[Supplied material]
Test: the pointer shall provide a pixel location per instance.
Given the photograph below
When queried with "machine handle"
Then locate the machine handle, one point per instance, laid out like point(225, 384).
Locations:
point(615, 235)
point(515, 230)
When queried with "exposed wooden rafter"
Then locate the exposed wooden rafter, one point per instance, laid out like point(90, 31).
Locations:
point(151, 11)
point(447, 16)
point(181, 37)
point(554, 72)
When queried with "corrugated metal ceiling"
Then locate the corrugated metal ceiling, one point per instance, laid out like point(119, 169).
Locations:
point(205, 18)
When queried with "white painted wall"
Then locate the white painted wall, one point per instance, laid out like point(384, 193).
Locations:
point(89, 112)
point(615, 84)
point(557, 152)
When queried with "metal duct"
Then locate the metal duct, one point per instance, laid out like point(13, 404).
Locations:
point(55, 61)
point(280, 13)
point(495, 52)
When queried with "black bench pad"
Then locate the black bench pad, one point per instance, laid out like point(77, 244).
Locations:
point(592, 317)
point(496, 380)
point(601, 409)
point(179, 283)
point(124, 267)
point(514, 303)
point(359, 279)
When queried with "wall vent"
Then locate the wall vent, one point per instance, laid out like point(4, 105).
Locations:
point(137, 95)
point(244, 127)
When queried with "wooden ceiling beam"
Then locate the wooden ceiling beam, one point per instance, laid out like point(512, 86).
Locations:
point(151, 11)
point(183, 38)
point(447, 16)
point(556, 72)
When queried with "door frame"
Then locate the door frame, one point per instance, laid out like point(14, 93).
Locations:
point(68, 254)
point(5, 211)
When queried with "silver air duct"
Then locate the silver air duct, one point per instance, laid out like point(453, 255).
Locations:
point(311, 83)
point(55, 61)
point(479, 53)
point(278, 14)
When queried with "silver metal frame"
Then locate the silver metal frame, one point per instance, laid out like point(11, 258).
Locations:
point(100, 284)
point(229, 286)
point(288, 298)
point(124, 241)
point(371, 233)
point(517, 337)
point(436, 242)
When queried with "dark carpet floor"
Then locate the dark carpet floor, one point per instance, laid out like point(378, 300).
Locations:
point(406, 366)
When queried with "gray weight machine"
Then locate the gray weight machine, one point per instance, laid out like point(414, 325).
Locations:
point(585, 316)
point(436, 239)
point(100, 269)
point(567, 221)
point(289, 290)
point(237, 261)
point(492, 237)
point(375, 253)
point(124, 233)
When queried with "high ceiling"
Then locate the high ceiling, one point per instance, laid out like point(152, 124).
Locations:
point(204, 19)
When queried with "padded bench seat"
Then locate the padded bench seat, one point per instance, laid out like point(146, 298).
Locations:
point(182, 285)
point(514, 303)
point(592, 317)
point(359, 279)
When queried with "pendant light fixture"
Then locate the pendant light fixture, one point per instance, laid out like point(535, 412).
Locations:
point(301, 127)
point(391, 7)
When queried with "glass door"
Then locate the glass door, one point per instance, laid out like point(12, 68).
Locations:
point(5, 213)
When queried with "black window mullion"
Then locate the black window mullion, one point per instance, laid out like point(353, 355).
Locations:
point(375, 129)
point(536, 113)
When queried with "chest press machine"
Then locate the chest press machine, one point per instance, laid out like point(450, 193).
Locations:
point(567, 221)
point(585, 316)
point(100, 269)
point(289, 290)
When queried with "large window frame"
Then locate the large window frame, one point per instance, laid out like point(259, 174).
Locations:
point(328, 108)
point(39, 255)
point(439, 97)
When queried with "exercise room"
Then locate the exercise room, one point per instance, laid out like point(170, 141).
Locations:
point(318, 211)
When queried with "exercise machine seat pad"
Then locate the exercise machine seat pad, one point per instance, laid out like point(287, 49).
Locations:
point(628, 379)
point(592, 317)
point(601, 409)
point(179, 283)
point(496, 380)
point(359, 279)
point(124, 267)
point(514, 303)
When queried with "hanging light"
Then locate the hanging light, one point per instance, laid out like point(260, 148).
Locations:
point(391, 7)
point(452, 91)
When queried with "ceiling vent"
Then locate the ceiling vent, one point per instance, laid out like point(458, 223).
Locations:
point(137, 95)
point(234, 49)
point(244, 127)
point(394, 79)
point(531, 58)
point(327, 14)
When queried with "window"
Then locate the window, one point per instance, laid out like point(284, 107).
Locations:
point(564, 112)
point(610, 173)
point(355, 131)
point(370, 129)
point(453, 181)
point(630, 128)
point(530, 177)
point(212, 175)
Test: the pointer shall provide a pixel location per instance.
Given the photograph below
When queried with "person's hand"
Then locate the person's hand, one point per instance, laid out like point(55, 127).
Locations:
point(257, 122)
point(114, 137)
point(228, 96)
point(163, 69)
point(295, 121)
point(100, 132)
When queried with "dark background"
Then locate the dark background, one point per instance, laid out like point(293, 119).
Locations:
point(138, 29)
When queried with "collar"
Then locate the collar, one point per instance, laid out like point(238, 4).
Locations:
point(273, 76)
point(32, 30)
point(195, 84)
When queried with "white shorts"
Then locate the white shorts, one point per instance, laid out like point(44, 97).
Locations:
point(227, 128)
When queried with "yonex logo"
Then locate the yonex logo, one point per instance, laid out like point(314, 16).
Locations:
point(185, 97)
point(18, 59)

[Exercise]
Return all of the records above word for word, line for line, with nothing left out or changed.

[Reply]
Test: the pointer shall provide a pixel location per instance.
Given the photograph below
When queried with "machine handle"
Then locate the machine handle, one point per instance, laid out like point(225, 384).
Locations:
point(615, 235)
point(515, 230)
When queried with "exposed wooden rafter"
Then locate the exposed wooden rafter, one point per instance, laid out like point(90, 31).
Locations:
point(151, 11)
point(447, 16)
point(181, 37)
point(554, 72)
When queried with "corrugated metal ceiling"
Then locate the corrugated metal ceiling, one point per instance, laid out like point(119, 169).
Locations:
point(205, 18)
When queried with "white painted wall"
Then locate the white painted wall, one point per instance, laid out like point(384, 193).
Locations:
point(89, 112)
point(615, 84)
point(557, 152)
When queried with "metal duct"
Then locate the metal duct, one point per instance, laid out like point(13, 404).
Locations:
point(55, 61)
point(280, 13)
point(495, 52)
When queried with "black bench pad"
Then locate the black bench pad, one point per instance, laid out like point(77, 244).
Locations:
point(592, 317)
point(496, 380)
point(601, 409)
point(179, 283)
point(124, 267)
point(514, 303)
point(359, 279)
When queried with "wall vent"
Then locate the wall vent, one point per instance, laid out like point(4, 105).
Locations:
point(137, 95)
point(244, 127)
When queried with "wooden ceiling beam"
Then locate the wooden ceiling beam, one point per instance, laid out like point(512, 86).
Locations:
point(151, 11)
point(183, 38)
point(447, 16)
point(556, 72)
When queried with "door frame"
Then locate the door frame, one point per instance, laid out like point(14, 93).
Locations:
point(68, 254)
point(5, 211)
When queried with "silver air duct"
Then locate the silver air duct, one point per instance, laid out like point(453, 255).
Locations:
point(311, 83)
point(55, 61)
point(479, 53)
point(278, 14)
When queried with "silver metal frame"
Then locate the silver metal frame, one point per instance, laid out like point(11, 258).
Locations:
point(100, 284)
point(229, 286)
point(288, 298)
point(124, 241)
point(371, 233)
point(517, 337)
point(436, 242)
When queried with "dark carpet floor"
Then locate the dark carpet floor, one point per instance, laid out like point(378, 300).
Locations:
point(406, 366)
When queried with "gray weight machine"
Then locate the gray weight machine, one point per instance, laid out like point(414, 325).
Locations:
point(585, 316)
point(436, 239)
point(100, 269)
point(567, 221)
point(289, 290)
point(237, 261)
point(492, 237)
point(375, 253)
point(124, 233)
When queried with "high ceiling"
Then locate the high ceiling, one point per instance, laid out like point(152, 124).
Locations:
point(204, 19)
When queried with "padded bench seat"
Then locate the padded bench seat, one point per instance, laid out like point(146, 298).
Locations:
point(182, 285)
point(514, 303)
point(592, 317)
point(359, 279)
When queried with "pendant light fixture"
Then locate the pendant light fixture, one point per instance, laid out like point(535, 412).
Locations:
point(301, 127)
point(391, 7)
When queried with "glass door"
Then locate the glass door, one point per instance, laid out like point(12, 68).
Locations:
point(5, 213)
When queried with "black window mullion"
Then locate the black window mullion, one point per instance, laid out like point(353, 355).
Locations:
point(375, 129)
point(536, 113)
When queried with "chest press machine"
Then locate the chest press machine, one point per instance, laid out like point(450, 193).
Locations:
point(567, 221)
point(585, 316)
point(100, 269)
point(289, 290)
When queried with "large window frame"
Then locate the large window frame, one point per instance, laid out like point(259, 174).
Locations:
point(328, 108)
point(39, 255)
point(439, 97)
When queried with "exercise room"
Then locate the exercise room, one point per instance, laid out like point(170, 141).
Locations:
point(318, 211)
When queried with "exercise machine seat pad"
Then locate the exercise machine seat pad, one point per instance, laid out like point(287, 49).
Locations:
point(628, 379)
point(592, 317)
point(601, 409)
point(179, 283)
point(496, 380)
point(359, 279)
point(124, 267)
point(514, 303)
When queried with "hanging light"
Then locate the hanging light, one point per instance, laid out like point(260, 148).
Locations:
point(391, 7)
point(452, 91)
When queried with "ceiling vent"
Then locate the ceiling vent, one point per instance, laid out like point(458, 223).
Locations:
point(137, 95)
point(234, 49)
point(244, 127)
point(394, 79)
point(531, 58)
point(327, 14)
When queried with "window"
Then locate the window, one point per instance, laid out like point(284, 107).
Locations:
point(564, 112)
point(610, 173)
point(355, 131)
point(370, 129)
point(453, 181)
point(630, 128)
point(530, 177)
point(212, 175)
Test: the pointer shall provide a pixel location per instance.
Given the photograph below
When queried with "person's hand"
Then locate the person's hand, one point per instance, laid out like point(55, 127).
Locations:
point(257, 122)
point(114, 137)
point(228, 96)
point(163, 69)
point(295, 121)
point(100, 132)
When queried with "dark background"
Then locate the dark background, one point per instance, laid out like point(293, 119).
Locations:
point(138, 29)
When queried with "collar"
Then locate the collar, one point per instance, laid out like point(238, 4).
Locations:
point(273, 76)
point(32, 30)
point(195, 84)
When queried with "white shorts"
Then locate the white shorts, one point per instance, laid out like point(44, 97).
Locations:
point(227, 128)
When queried with "yonex logo"
Then locate the yonex logo, one point per instance, laid out like point(314, 16).
Locations:
point(185, 97)
point(18, 59)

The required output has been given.